+++ Records supplied +++

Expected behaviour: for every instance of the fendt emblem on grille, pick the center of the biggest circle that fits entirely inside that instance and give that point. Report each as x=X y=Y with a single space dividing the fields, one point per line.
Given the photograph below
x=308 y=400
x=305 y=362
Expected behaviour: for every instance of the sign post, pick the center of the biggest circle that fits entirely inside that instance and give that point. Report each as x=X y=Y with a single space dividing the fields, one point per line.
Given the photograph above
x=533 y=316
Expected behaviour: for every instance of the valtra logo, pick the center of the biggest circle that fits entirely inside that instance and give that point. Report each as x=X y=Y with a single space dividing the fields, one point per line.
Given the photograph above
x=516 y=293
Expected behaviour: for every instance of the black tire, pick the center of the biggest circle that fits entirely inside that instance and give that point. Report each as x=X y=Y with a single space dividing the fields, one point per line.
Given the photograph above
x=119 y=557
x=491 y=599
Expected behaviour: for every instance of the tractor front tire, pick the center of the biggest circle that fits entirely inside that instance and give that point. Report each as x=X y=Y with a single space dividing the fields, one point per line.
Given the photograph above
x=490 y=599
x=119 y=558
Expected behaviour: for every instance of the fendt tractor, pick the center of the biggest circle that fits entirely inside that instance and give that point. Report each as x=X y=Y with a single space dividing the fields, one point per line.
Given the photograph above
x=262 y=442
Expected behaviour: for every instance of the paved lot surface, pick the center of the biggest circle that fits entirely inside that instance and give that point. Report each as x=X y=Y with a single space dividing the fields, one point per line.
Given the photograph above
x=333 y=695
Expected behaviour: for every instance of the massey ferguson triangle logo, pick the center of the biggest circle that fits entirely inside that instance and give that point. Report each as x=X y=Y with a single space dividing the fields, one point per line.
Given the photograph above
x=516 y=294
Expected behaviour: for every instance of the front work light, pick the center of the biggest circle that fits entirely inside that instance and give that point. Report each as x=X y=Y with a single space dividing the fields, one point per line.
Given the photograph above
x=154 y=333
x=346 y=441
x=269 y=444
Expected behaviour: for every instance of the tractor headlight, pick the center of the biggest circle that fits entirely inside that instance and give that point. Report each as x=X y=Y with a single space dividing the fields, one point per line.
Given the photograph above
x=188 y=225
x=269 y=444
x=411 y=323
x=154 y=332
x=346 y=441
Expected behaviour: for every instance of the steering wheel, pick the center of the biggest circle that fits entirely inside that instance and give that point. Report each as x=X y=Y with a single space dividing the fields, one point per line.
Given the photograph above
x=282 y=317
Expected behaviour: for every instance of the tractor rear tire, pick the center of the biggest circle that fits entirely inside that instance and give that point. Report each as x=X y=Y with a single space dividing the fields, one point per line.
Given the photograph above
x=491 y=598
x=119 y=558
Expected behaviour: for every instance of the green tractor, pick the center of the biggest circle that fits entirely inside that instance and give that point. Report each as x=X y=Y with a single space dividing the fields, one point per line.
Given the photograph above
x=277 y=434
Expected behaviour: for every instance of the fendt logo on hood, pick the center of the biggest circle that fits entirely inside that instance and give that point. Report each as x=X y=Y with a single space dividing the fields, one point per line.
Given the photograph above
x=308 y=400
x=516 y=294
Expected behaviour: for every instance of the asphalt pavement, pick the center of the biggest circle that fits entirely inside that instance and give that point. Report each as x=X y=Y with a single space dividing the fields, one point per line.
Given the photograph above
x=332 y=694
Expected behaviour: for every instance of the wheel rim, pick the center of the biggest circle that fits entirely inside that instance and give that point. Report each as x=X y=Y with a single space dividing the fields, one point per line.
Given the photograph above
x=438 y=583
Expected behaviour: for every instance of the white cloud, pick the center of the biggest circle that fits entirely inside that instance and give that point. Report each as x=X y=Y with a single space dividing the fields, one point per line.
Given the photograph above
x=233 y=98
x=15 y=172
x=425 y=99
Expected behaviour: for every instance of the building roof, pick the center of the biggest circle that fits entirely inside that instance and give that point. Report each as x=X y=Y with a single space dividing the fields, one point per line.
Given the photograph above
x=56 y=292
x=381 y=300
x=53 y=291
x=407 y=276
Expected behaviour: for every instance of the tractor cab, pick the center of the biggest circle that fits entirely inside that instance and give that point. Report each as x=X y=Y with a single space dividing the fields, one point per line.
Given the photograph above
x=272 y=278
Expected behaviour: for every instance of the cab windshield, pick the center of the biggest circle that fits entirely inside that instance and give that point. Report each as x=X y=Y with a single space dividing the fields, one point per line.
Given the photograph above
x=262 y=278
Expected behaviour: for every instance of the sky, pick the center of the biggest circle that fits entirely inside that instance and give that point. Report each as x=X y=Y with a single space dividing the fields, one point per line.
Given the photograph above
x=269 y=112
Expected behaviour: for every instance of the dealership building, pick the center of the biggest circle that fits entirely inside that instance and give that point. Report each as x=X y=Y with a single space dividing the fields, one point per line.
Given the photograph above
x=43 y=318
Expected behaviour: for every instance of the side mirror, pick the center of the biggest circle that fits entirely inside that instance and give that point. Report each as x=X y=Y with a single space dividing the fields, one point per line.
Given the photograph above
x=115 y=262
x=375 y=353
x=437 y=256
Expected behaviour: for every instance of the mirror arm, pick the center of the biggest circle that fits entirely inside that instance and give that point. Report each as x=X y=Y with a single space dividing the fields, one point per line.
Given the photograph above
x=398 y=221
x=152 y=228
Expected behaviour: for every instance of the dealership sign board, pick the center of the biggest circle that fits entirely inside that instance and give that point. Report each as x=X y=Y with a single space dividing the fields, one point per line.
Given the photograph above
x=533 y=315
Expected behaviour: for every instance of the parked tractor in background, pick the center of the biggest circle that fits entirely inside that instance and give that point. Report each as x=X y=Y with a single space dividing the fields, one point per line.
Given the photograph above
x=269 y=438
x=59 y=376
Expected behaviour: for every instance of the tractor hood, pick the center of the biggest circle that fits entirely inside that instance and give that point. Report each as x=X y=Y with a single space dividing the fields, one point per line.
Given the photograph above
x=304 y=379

+++

-- What is being asked --
Output everything from the line containing "Expected behaviour: for every instance of the tractor hood, pick" down to the last of the lines above as a numbered list, leaving out any blank lines.

-- The result --
1. Expected behaviour: for every instance of the tractor hood, pick the center of the biggest circle that fits entirely inside that instance and give that point. Report each as x=X y=Y with a single space dividing the fields, one point per line.
2. Given the photograph above
3. x=304 y=379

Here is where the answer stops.